# WHAT YOU HAVE TO DO
Word for word, copy out the entries below, but not the pictures in them.

# DATA SUPPLIED
----------
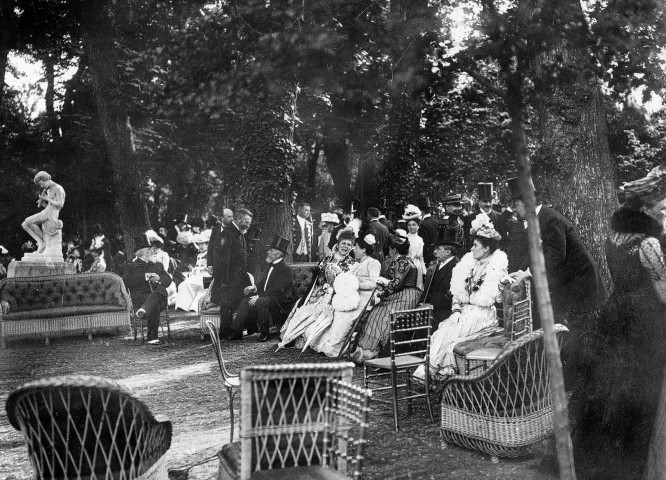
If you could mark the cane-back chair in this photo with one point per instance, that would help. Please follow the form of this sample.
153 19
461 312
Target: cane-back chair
410 332
230 381
285 423
506 410
89 427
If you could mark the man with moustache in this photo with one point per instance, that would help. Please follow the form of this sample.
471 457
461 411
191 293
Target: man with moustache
230 269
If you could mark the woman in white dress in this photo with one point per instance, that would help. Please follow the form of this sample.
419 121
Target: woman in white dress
475 286
346 308
415 244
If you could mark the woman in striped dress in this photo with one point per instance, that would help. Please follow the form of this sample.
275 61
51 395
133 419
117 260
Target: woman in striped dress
400 293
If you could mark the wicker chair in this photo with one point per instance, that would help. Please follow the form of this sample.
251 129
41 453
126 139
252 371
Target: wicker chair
284 423
410 347
88 427
506 410
230 381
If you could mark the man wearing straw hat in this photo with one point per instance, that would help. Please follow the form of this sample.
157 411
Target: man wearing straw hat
263 299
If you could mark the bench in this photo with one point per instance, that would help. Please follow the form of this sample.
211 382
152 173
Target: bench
44 307
302 278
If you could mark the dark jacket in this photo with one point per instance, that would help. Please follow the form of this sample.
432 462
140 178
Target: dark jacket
428 230
279 283
573 278
230 268
438 286
134 276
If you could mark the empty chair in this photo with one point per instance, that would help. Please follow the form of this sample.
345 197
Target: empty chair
230 381
88 427
410 348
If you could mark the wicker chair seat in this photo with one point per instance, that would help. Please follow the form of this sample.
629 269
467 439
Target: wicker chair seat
88 427
507 409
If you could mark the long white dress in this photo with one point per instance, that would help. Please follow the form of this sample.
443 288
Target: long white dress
416 254
475 286
331 341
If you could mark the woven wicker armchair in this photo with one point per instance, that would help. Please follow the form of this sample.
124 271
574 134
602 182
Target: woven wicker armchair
296 424
88 427
506 410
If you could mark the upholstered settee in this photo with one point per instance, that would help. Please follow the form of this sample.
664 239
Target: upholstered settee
302 278
34 307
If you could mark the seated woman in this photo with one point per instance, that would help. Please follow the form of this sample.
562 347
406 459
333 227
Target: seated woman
475 286
318 302
192 288
399 293
366 271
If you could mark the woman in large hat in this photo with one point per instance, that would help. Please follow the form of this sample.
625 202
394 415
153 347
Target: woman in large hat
475 286
625 391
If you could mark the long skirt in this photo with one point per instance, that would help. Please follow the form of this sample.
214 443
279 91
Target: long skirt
376 332
331 341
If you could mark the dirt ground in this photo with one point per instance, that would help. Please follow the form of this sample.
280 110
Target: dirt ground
181 380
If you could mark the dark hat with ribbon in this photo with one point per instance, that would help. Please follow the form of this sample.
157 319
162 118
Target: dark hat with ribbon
452 198
280 243
424 202
485 190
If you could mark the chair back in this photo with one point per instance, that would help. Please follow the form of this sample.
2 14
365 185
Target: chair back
347 424
410 332
215 340
283 414
516 384
87 427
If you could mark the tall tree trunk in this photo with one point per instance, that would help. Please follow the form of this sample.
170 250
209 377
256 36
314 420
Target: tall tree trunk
578 173
49 72
98 40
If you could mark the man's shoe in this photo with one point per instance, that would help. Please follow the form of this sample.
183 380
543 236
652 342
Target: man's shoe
263 337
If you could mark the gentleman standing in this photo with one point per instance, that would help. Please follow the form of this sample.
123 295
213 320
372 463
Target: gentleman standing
230 269
438 277
147 282
573 278
303 235
255 311
52 199
380 232
216 238
428 230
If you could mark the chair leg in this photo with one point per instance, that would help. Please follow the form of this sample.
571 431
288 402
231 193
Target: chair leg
394 388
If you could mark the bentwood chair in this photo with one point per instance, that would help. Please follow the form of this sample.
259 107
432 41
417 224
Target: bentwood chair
410 332
89 427
506 410
289 427
230 381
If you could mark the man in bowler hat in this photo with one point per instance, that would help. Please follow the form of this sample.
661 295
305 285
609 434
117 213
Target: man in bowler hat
437 285
263 299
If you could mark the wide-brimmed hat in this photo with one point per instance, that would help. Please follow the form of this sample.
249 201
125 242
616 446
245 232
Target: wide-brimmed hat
648 189
280 243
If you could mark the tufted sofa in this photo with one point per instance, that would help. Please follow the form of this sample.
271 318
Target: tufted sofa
302 278
59 305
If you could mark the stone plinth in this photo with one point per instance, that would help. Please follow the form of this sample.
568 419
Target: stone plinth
41 268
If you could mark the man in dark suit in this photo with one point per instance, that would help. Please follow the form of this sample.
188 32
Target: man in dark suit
302 235
254 312
486 205
573 278
380 231
428 230
215 242
230 269
437 284
147 283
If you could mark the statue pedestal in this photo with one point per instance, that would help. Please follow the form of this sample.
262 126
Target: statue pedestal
39 268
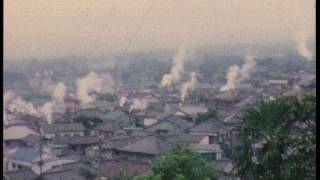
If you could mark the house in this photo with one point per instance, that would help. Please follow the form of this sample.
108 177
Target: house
109 129
13 136
31 139
109 146
171 125
111 169
190 111
21 174
29 157
62 129
216 131
211 152
146 117
63 145
144 149
226 99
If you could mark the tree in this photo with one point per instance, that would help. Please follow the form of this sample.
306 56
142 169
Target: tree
202 117
182 163
278 139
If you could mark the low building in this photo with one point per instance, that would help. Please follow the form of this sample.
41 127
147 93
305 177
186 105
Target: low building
14 135
64 145
144 149
111 169
21 174
171 125
226 99
29 157
50 131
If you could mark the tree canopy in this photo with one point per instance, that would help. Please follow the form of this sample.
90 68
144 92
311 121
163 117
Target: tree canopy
182 163
278 139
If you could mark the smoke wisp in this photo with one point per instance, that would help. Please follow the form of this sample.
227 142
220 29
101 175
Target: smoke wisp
232 75
59 92
47 110
236 74
302 47
189 85
122 101
93 83
138 104
176 68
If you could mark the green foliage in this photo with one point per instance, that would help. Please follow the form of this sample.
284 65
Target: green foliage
202 117
181 163
287 152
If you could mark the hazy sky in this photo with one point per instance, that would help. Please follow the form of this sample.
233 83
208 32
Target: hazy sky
57 28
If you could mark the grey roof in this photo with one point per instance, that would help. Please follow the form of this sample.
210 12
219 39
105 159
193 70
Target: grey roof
113 115
118 141
70 166
211 126
28 154
76 140
190 138
206 147
63 127
227 96
31 138
65 175
22 174
179 122
153 145
108 126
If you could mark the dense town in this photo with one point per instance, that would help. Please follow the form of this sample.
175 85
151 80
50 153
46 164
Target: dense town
100 128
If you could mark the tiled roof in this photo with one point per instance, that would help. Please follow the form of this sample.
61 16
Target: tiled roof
154 145
76 140
108 126
26 154
17 132
211 126
32 138
190 138
179 122
63 127
206 147
65 175
118 141
113 168
113 115
22 174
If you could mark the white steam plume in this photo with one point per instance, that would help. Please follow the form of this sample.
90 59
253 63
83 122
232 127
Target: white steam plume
248 66
232 75
122 101
138 104
21 106
176 69
92 83
301 40
189 85
47 109
59 92
7 97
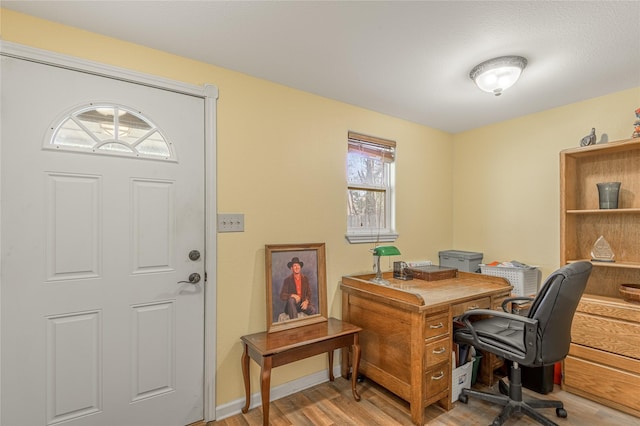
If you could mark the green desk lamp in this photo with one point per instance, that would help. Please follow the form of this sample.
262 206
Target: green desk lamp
379 252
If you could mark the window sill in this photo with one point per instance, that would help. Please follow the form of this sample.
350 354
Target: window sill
387 237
----------
# ANSWER BOX
If you could mark the cane-back chair in this photo with one point per instance, that would help. Please follow the form of this sample.
153 19
461 312
Target: cane-back chair
410 332
230 381
285 423
506 410
89 427
If you could mark the man with moustache in this photo with one point per instance, that would help. Please follow the form of this sample.
471 457
461 411
191 293
Target: man with moustache
230 269
If you could mark the woman in white dress in this photo with one point per instance, that would help. Please follow the form of this sample.
419 121
Target: woman in white dress
475 286
346 308
415 244
If you could mark the woman in striped dress in this photo with one point per instance, that would help. Please follow the form of this sample.
275 61
51 395
133 419
117 260
Target: woman in striped dress
400 293
If you could mark the wicker chair in this photo with one point per instance, that would help. Please follow the form of this sample.
251 129
41 453
126 139
252 371
Target: wicker chair
284 423
410 347
88 427
506 410
230 381
If you could mark the man wearing straw hat in this photo with one point per instance, that would help. Please follow the form of this sample.
157 411
Target: man wearing straw hat
263 299
If you could mark the bench in this photo with one point per instance, that would help. Please follow the form of this sample.
211 382
152 173
Target: bench
44 307
302 278
If you could mark the dark jacket in this photo with one point per instance, that would help. Please follow the form of this sample.
432 462
140 178
Target: dark jacket
428 230
279 283
573 278
230 268
438 286
134 276
If you could mark the empty chair in this photo with one point per instance, that would help. Please follow the form of this sample.
345 197
Target: empty chair
230 381
88 427
410 348
If you could mark the wicker chair seat in this photo with one point per instance, that would help. Please follow the form of this sample.
629 269
467 439
Target: wicker chair seat
88 427
507 409
If you could mark the long white dress in this photo with one point per instance, that would help. Please follow the form of this sample.
443 288
Target: long white dress
416 254
475 286
331 341
If you could mark the woven wicker armchair in this photo with one point per instance, that would help. Please follow the form of this sample.
124 271
574 134
602 182
Target: woven wicker armchair
296 424
88 427
506 410
If you could mark the upholstered settee in this photo with one point per instance, that would help. Please follow the form of this sample.
664 239
Target: upholstered settee
302 278
34 307
If you could mark the seated woman in this photo with one point per instance, that would help. Please follow the form of this sample.
562 347
406 459
333 227
Target: seated woman
475 286
318 302
192 288
399 293
366 271
If you could mark the woman in large hat in this photo with one point per instance, that would help. Please follow the form of this sample.
625 202
394 415
153 347
Target: woman in large hat
475 286
625 391
If you could mark the long skirt in this photo with one point per instance, that would help. Please follow the form of this sample.
214 443
279 91
Target: long skirt
376 332
331 341
If you could mark the dirt ground in this photo with one point per instance, that would help. Please follow the form of this sample.
280 110
Target: dirt ground
181 380
If you could mark the dark hat with ribbon in this photo with one point per instance, that would help. Please follow the form of this sample.
157 319
162 118
Target: dark hat with ribbon
452 198
280 243
424 202
485 190
If you could mark the chair back in this photo with one point per instance, that would help. Please follow the form of this sample.
2 14
365 185
Target: chair back
347 424
410 332
215 340
283 414
516 384
87 427
If you could mark the tall tree trunk in this photo with one point per instance, that would help. Please follow the form of this sample.
170 250
209 377
256 36
314 420
Target: tall tree trunk
578 173
49 72
98 40
If you could mark the man's shoe in this photo with one point per instance, that would help. Please follow the form of this sample.
183 380
543 236
652 342
Target: man's shoe
263 337
If you could mark the gentleman standing in this photo with one point per instance, that would help. Please follow the form of this sample.
123 295
213 320
372 463
Target: gentleman standing
230 269
438 277
147 282
573 278
303 235
255 311
52 199
380 232
216 238
428 230
If you could mark the chair leg in this photo with one point per instance, that would help. Please follow the form of this sample.
571 431
288 402
231 193
Target: chair leg
394 388
If you could mark the bentwood chair in this photo with one point per instance, that would help. Please follow the form of this sample.
259 107
432 41
417 224
Target: bentwood chair
410 332
89 427
506 410
289 427
230 381
If you could mark the man in bowler hat in this photo with one point per instance, that would help. Please follow the form of this sample.
661 295
305 285
609 434
117 213
Target: man in bowler hat
437 285
263 299
If you could mark the wide-brimmed hat in this photo with one point per instance, that would help. Please follow the form of this sample.
249 201
125 242
616 446
245 232
Target: wide-brimmed hat
648 189
280 243
If you could mark the tufted sofa in this photo with one point per instance, that would help. Please follow the form of this sample.
271 318
Target: tufted sofa
302 278
59 305
If you could mark the stone plinth in this photo with one point per instance, that would help. Please follow the form of this sample.
568 419
Target: stone plinth
41 268
If you could mark the man in dark suit in this photo with one point per instance, that would help. Please follow the form of this sample.
188 32
Target: man in dark suit
302 235
254 312
486 205
573 278
380 231
428 230
215 242
230 269
437 284
147 283
If you could mark the statue pedestal in this photo with one point per instance, that would help. Please follow the form of this sample.
262 126
Target: statue pedestal
39 268
If you could mark the house in this photo with one point per instance, that would help. Please follow the form of this sample.
108 177
Target: house
109 129
13 136
31 139
109 146
171 125
111 169
190 111
21 174
29 157
62 129
216 131
211 152
146 117
63 145
144 149
226 99
If you could mark the tree in this photo with one point per instance, that would help. Please follow the form of this sample.
306 56
142 169
Target: tree
202 117
182 163
278 139
If you could mark the low building in this photo with one point per instance, that would help. Please follow the form of this sample.
41 127
147 93
305 177
186 105
Target: low building
14 135
64 145
144 149
111 169
21 174
171 125
226 99
29 157
50 131
If you could mark the tree canopy in this photo with one point per instance, that would help. Please follow the form of this sample.
90 68
144 92
311 121
163 117
Target: tree canopy
182 163
278 139
If you could mark the smoke wisp in this photo with one point per instance, that would help. Please follow the form of this sample.
227 142
220 29
101 175
Target: smoke wisp
232 75
59 92
47 110
236 74
302 47
189 85
122 101
93 83
138 104
176 68
If you could mark the green foliage in this photo with one point per instance, that would help. Please follow the form of this sample.
284 65
Target: green foliage
202 117
181 163
287 152
If you could mark the hazy sky in this photo with one point per instance, that would help. Please follow the form of this sample.
233 83
208 32
Target: hazy sky
57 28
If you could mark the grey roof in this photo with one point per instance, that would help. Please follow the form of this sample.
210 12
219 39
105 159
193 70
Target: grey roof
113 115
118 141
70 166
211 126
28 154
76 140
190 138
206 147
63 127
227 96
31 138
65 175
22 174
179 122
153 145
108 126
If you could mark the dense town in this photo with one point per instance, that would help. Please follow the form of this sample.
175 85
151 80
50 153
46 164
Target: dense town
100 128
If you could mark the tiled roof in this photo with one point per instance, that would help. Please follow the form of this sample.
61 16
Target: tiled roof
154 145
76 140
108 126
26 154
17 132
211 126
32 138
190 138
179 122
63 127
206 147
65 175
118 141
113 168
113 115
22 174
If you could mark the white steam plume in this photo with one point per instance, that would help. Please follow the form of this sample.
90 59
253 63
83 122
232 127
Target: white steam plume
248 66
232 75
122 101
138 104
21 106
176 69
92 83
301 40
189 85
47 109
59 92
7 97
If you could mark the green desk lamp in this photo with one point per instance, that would help. Please follow the form of this sample.
262 206
Target: green desk lamp
379 252
If you could mark the window sill in this photo with one point per instance, that would help. Please follow the form of this sample.
350 354
Target: window sill
387 237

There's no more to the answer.